> _Source records_:
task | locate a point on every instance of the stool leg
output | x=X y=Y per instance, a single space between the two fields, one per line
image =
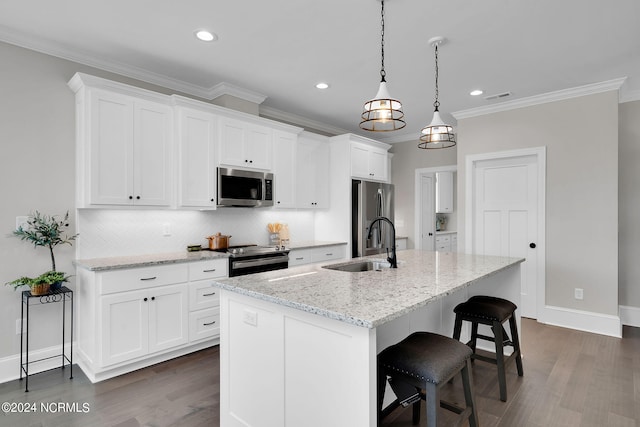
x=516 y=344
x=467 y=383
x=499 y=341
x=433 y=403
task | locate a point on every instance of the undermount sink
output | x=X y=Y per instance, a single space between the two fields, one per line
x=359 y=266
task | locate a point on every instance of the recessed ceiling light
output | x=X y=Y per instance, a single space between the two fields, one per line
x=206 y=36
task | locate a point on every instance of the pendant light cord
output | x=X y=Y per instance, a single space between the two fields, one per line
x=436 y=104
x=382 y=72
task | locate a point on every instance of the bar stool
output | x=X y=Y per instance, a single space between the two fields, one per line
x=494 y=312
x=426 y=361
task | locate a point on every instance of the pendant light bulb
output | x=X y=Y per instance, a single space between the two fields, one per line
x=382 y=113
x=437 y=134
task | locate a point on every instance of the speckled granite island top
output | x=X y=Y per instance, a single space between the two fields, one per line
x=371 y=298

> _What to work on_:
Please write out the entire listing above word for word, leaving out the picture.

> _The completed task_:
task | locate a point on every instance of the stool leg
output | x=X y=Y per instance, a single space between the two fields, one per line
image =
x=516 y=344
x=467 y=383
x=499 y=341
x=433 y=403
task | locate a point on every instance of the undermount sink
output | x=X y=Y per instance, a single space between the two fields, one per line
x=359 y=266
task | locate a point on every instance of the recessed ceiling light
output | x=X y=Y per instance, a single space between the two fields, one per line
x=206 y=36
task | locate a point on every instance of the pendant light cord
output | x=X y=Y per instance, a single space between the two fields, one per line
x=436 y=104
x=382 y=72
task | locate a point on every instance of the bar stool
output | x=X y=Y per instance, a single space between the two fields, one per line
x=494 y=312
x=426 y=361
task | locate a point on every instance of the pendant light bulb
output | x=X y=Y per instance, a single space between the two fields, one per line
x=382 y=113
x=437 y=134
task | locate a point on every instance of the speckled granite island top
output | x=X y=Y per instance, a single space between the two fields, one per line
x=371 y=298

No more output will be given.